● **EXERCISE GOAL**
Rewrite every line of the entries below, substituting "occurrence" for each "instance" and leaving everything else unchanged.

··· GIVEN INFORMATION ···

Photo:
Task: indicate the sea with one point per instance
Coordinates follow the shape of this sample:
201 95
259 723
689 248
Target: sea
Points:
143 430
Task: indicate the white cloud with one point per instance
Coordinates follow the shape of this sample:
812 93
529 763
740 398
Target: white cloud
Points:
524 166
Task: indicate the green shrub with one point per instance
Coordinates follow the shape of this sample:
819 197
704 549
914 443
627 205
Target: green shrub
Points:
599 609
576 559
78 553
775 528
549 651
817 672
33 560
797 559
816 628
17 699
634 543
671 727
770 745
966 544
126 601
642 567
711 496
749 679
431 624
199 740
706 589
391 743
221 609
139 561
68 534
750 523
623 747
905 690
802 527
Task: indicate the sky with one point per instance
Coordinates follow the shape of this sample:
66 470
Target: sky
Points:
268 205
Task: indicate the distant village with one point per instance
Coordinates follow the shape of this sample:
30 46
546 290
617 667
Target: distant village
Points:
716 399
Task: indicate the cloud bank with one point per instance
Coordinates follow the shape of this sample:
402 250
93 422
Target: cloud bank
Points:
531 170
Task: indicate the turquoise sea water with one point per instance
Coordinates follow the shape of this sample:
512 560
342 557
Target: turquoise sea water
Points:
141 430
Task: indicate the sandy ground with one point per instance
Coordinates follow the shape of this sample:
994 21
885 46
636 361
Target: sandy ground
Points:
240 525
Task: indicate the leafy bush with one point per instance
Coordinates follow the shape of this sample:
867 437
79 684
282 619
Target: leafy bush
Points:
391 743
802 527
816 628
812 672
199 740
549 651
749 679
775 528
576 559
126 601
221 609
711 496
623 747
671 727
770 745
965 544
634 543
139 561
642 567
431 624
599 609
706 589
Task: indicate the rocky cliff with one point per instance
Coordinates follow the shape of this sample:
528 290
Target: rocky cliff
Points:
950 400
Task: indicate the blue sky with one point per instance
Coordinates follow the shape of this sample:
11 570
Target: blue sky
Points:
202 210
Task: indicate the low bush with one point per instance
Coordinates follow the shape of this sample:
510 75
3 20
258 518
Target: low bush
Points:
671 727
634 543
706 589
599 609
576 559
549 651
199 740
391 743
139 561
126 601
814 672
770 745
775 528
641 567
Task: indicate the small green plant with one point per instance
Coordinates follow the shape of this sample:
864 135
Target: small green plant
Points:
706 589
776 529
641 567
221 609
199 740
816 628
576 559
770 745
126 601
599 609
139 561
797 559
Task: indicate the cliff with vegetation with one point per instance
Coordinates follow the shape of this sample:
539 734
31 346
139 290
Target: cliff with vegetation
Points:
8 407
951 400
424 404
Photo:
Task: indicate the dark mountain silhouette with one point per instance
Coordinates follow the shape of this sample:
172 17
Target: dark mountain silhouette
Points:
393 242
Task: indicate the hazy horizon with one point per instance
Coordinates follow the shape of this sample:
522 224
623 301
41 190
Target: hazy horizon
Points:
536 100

···

● **SOLUTION FOR THIS PROBLEM**
Photo:
Task: indicate the sea with one point per occurrence
Coordinates follow the shape of this sample:
201 95
259 723
689 248
Target: sea
Points:
143 430
Task: indicate the white cloud with one point per occurrence
Coordinates follow the shape of this sample:
812 93
529 763
740 398
Target: white cloud
Points:
524 166
Task: indicate the green shrub with one point per occurrence
Coordinates follow the shape of this sample:
819 197
704 549
914 443
627 205
Target: green shrub
Points:
599 609
576 559
78 553
775 528
549 651
817 672
33 560
797 559
816 628
17 699
634 543
671 727
770 745
966 544
126 601
642 567
711 496
749 679
431 624
199 740
706 589
391 743
221 609
139 561
68 534
750 523
623 747
905 690
802 527
Task: indicate the sky with one point per occurrence
Coordinates follow the shape of this sample:
66 470
Target: sky
Points:
268 205
Task: indicate the distant village with one point per occurrence
Coordinates follow the shape of this sample:
30 46
546 290
617 667
Target: distant village
Points:
716 399
Task: indicate the cloud bank with one point per occurrence
Coordinates follow the shape of this sample:
402 250
93 422
Target: cloud bank
Points:
531 170
Task: indicate the turquoise sea water with one point per occurrence
Coordinates follow the shape of this sample:
512 560
342 557
Target: turquoise sea water
Points:
141 430
Task: indicate the sandy ground with one point per occurrence
Coordinates follow the shape of this sample:
994 21
885 46
636 361
Target: sandy ground
Points:
240 525
Task: indicate the leafy bush with one point per occurrence
Coordinates follow the shape of this sample:
867 437
79 684
282 619
Target: leafy bush
Points:
391 743
802 527
816 628
812 672
199 740
549 651
749 679
775 528
576 559
126 601
221 609
711 496
623 747
671 727
770 745
965 544
634 543
139 561
642 567
431 624
599 609
706 589
Task: indicate the rocky cliff with one point per occurrence
Coordinates follow the shape of this sample:
528 290
Target: rocky cliff
Points:
950 400
Task: indicate the blue sky with one point per occurrence
Coordinates follow the shape of this sample:
11 570
Target: blue sky
Points:
202 210
Task: indicate the low bush with one point per occurrence
Coordinates follow the shape of this sample:
510 75
3 20
258 518
Target: low bush
Points:
671 727
634 543
706 589
599 609
576 559
549 651
199 740
391 743
139 561
126 601
814 672
770 745
775 528
641 567
Task: indicate the small green plant with one point per occurrence
Coordinates follow the shape of this sample:
864 135
Target: small green plant
Points:
706 589
776 529
641 567
221 609
199 740
816 628
576 559
770 745
126 601
599 609
139 561
797 559
Task: indicate the cliff with vegetation with one point per occurrence
Coordinates follow the shape of this sample:
539 734
31 346
139 290
Target: cliff with vegetation
Points:
8 407
951 400
424 404
Photo:
Task: indicate the dark mountain silhouette with one point per occurrence
Coordinates follow the shape of this sample:
172 17
Target: dark mountain silhouette
Points:
393 242
Task: indicate the hazy horizon with one point per occurrence
Coordinates follow the shape of this sample:
522 224
623 301
41 190
Target: hazy horizon
Points:
536 100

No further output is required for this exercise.